In the entries below, rename "white sack" to "white bag" wherever it appears. Leave everything else unchanged.
━━━━━━━━━━━━━━━━━━━━
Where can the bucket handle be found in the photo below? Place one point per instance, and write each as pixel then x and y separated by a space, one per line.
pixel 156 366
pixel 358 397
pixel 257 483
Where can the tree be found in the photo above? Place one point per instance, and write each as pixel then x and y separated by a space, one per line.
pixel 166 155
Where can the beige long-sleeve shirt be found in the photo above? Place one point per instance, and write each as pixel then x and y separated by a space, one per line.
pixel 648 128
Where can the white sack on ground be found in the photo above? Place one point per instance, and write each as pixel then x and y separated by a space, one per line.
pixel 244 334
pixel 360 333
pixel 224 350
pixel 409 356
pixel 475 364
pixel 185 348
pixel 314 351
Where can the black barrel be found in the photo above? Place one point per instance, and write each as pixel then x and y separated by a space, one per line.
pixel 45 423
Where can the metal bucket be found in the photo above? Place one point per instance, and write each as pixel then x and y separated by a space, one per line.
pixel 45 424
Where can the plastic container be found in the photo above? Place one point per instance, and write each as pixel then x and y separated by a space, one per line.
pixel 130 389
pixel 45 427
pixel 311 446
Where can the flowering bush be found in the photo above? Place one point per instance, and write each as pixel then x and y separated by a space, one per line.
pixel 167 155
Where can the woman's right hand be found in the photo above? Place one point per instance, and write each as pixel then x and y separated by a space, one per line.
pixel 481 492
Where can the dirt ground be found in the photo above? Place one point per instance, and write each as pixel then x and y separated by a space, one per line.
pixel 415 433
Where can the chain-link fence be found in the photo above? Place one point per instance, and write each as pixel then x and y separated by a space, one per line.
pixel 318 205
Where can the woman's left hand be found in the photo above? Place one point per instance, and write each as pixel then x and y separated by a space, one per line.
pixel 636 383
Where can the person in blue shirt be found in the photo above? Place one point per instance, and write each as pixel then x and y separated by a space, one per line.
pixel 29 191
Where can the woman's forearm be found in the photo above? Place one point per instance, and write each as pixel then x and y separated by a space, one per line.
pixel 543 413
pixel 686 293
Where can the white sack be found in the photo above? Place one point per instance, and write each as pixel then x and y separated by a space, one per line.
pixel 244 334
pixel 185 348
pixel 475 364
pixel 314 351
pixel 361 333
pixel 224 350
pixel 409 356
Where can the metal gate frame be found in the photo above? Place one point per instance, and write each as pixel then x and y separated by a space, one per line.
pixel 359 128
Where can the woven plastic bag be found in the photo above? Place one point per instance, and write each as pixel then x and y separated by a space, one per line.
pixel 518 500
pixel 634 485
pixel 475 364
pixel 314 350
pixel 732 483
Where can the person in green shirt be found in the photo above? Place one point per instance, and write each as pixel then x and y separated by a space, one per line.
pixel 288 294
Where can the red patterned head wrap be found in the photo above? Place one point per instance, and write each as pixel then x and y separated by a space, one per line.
━━━━━━━━━━━━━━━━━━━━
_ANSWER_
Where can the bucket handle be found in the photo below? Place one point per instance, and write each as pixel then x and y separated by a space, one per line.
pixel 156 366
pixel 358 397
pixel 257 483
Where can the tree be found in the photo above? Place one point per instance, and write each as pixel then x and y separated by a space, one per line.
pixel 166 155
Where can the beige long-sleeve shirt be found in the photo above? Place one point per instance, and write each as pixel then x and y separated by a space, one per line.
pixel 648 128
Where can the white bag on ground be found in the photo above? Place one point per instance, and write each as pixel then x and y separated by a space, one per line.
pixel 244 334
pixel 360 333
pixel 224 350
pixel 409 356
pixel 475 364
pixel 185 348
pixel 314 351
Where can the black barrel be found in the photo above? Place one point per instance, and write each as pixel then x and y separated by a space, one per line.
pixel 45 423
Where can the metal bucket be found in the photo above? Place one point per instance, and write each as pixel then x and y separated by a space, one per line.
pixel 45 424
Where can the plastic container be found in the photo above? Place one point per instance, and write each as pixel then x and y separated by a space, one per line.
pixel 130 389
pixel 45 427
pixel 311 446
Where can the flowering bush be found in the photo above? Place one point per instance, and write each as pixel then x and y separated by a space, one per line.
pixel 167 155
Where can the woman's right hand be found in the photo above? Place one point per instance, and write each as pixel then x and y separated by a space, one per line.
pixel 481 492
Where can the dirt ground be found in the photo above? Place one point per instance, and write each as pixel then x and y separated by a space, one per line.
pixel 415 433
Where can the chain-link fence be found in the photo above? Place one point per instance, and write each as pixel then x and y separated by a space, one per line.
pixel 318 205
Where can the woman's left hand be found in the photo above? Place one point per instance, and write each as pixel then x and y separated by a space, one per line.
pixel 636 383
Where can the person in blue shirt be found in the photo above? Place one point per instance, and write each as pixel then x and y separated by a space, one per line.
pixel 29 191
Where can the woman's forearm be found in the photo above? Place one point per instance, and write each as pixel then x and y separated by a space, one per line.
pixel 543 413
pixel 686 293
Where can the white bag be found in the photo above? Place one point per instance, and write each as pixel then x and y separated by a space, one per line.
pixel 244 334
pixel 185 348
pixel 475 364
pixel 314 351
pixel 361 333
pixel 224 350
pixel 409 356
Where can the metal gate frame be found in the photo above? Place one point per instance, and write each as pixel then x and y separated by a space, one per line.
pixel 359 128
Where can the woven plastic bag be found in the photo above? Place one point per instance, and write each as pixel then x and y separated by a space, one per line.
pixel 518 500
pixel 634 485
pixel 475 364
pixel 314 350
pixel 732 483
Where can the person in green shirt be found in the photo above? Place one point per instance, and write each as pixel then x and y separated by a space, one per line.
pixel 288 294
Where can the red patterned head wrap be found in the photo above? Place one point per instance, and write each as pixel then x and y separated by a space, one per line.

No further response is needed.